• _The problem_: Find and return every line of the data that contains the word "negative".

• _Source material_:
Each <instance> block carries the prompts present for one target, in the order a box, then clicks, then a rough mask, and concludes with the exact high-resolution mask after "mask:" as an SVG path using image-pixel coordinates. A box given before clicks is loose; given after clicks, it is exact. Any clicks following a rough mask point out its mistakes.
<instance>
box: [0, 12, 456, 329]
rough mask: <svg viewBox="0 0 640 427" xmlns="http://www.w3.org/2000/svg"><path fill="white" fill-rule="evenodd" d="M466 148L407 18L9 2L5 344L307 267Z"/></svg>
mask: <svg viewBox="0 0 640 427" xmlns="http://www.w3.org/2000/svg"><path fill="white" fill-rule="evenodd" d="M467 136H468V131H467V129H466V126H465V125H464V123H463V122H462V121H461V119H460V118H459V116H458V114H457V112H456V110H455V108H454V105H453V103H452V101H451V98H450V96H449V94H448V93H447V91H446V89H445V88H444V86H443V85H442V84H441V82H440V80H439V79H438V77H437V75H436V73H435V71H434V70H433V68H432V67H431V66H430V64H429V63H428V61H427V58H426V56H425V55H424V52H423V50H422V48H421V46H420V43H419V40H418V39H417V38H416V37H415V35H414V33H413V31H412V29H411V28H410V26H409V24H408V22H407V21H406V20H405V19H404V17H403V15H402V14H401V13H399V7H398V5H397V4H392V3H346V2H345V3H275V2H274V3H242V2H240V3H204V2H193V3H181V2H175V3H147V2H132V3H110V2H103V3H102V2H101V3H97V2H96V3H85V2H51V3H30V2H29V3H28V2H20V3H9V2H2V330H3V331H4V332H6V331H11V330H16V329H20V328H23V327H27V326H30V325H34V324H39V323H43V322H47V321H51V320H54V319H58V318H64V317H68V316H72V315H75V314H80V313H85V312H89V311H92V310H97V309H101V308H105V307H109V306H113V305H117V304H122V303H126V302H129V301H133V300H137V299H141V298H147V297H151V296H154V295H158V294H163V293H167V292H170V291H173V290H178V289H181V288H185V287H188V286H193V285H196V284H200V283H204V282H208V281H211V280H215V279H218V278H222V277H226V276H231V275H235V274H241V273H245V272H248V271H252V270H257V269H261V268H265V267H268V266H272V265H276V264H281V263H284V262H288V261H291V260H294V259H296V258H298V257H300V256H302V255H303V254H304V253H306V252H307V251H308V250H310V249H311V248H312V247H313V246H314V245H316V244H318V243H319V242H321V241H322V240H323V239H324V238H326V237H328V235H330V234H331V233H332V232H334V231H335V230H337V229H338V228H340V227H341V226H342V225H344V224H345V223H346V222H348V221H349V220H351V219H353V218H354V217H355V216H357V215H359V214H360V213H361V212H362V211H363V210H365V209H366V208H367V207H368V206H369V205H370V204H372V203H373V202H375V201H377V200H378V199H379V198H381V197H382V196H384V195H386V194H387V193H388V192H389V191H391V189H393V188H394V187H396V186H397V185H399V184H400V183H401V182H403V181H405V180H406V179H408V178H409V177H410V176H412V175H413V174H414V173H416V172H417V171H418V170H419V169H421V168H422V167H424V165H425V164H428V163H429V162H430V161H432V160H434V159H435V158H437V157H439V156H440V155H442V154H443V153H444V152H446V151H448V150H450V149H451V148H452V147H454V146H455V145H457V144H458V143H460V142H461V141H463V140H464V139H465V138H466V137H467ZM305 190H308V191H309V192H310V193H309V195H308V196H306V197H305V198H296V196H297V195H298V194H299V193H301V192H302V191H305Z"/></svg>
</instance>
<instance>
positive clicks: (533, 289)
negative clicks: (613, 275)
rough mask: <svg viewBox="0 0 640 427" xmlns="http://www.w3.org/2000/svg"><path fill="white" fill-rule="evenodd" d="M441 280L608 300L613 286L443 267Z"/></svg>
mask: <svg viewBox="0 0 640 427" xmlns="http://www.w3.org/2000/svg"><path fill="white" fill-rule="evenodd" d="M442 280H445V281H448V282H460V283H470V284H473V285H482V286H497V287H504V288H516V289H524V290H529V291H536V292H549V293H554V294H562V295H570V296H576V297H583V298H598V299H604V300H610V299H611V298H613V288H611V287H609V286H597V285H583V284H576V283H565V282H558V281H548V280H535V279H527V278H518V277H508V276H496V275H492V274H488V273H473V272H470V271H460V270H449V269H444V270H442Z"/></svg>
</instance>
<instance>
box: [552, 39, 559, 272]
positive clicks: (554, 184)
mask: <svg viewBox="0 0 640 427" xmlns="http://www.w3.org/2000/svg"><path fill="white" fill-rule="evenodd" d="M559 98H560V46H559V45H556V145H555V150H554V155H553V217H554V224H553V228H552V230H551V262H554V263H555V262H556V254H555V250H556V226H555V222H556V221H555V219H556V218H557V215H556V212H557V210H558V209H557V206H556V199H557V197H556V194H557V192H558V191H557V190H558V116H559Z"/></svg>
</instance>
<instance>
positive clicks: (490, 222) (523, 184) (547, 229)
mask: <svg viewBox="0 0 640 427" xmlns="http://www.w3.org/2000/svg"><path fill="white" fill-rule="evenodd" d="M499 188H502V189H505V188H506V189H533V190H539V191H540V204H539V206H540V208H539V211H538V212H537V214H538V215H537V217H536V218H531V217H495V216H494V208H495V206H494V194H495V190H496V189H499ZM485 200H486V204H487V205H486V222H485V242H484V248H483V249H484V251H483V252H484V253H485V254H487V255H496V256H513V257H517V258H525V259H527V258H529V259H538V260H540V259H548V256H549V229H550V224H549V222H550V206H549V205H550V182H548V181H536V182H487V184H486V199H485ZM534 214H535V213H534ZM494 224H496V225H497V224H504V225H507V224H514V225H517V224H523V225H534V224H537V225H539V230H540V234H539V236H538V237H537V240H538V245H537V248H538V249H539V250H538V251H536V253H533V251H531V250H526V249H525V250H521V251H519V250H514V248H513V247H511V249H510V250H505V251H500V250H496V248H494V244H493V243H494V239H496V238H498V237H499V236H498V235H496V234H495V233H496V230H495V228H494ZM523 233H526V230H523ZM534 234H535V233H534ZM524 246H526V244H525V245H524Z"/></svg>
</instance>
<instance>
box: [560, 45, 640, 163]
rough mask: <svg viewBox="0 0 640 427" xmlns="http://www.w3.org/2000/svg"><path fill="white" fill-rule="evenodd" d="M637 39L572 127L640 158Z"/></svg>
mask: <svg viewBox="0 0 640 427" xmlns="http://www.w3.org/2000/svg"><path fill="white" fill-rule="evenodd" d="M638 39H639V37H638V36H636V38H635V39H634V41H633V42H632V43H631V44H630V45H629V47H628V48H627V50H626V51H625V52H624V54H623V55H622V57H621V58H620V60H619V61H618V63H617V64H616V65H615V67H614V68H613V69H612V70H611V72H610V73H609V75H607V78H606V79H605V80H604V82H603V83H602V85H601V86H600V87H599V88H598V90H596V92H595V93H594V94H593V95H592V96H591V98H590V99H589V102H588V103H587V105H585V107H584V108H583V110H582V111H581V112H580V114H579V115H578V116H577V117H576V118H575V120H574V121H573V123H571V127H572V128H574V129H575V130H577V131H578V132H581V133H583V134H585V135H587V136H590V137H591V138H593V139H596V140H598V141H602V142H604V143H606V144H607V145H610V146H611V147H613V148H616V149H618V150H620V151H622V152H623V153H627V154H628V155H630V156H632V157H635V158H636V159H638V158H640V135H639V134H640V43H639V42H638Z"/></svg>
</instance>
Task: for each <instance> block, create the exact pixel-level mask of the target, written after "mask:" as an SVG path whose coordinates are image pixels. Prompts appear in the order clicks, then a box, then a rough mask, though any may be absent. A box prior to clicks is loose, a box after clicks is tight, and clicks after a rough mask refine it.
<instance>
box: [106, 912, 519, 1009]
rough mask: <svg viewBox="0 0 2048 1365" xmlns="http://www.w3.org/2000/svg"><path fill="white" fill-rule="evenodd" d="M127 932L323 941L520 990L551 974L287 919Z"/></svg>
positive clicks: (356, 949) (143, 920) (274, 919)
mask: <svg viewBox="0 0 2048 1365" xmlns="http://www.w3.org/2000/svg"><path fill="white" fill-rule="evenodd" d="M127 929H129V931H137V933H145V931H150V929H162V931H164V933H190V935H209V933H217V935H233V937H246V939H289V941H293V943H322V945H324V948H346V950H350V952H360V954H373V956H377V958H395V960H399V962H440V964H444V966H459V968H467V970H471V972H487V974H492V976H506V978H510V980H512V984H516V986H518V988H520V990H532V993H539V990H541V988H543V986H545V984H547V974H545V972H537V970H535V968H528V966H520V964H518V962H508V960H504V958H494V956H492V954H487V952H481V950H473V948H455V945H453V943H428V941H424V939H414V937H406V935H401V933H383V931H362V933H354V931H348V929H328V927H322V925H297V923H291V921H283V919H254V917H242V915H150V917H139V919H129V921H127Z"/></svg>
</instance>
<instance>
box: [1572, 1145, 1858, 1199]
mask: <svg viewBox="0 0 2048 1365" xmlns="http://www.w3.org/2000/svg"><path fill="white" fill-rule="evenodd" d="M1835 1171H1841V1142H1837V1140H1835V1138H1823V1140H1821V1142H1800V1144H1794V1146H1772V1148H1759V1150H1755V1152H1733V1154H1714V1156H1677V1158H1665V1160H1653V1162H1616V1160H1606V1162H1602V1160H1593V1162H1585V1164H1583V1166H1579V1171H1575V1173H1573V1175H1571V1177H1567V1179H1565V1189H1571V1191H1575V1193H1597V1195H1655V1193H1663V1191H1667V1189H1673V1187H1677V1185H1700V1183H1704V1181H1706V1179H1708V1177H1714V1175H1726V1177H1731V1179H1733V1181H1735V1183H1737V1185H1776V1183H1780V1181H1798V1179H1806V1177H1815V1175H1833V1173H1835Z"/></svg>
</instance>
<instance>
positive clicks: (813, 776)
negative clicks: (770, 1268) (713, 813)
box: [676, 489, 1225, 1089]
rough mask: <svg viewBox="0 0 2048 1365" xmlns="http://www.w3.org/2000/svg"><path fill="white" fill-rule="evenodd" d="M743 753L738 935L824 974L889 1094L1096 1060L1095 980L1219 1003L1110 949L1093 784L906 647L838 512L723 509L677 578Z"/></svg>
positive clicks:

• _Task result_:
negative clicks: (613, 275)
negative clicks: (770, 1268) (713, 813)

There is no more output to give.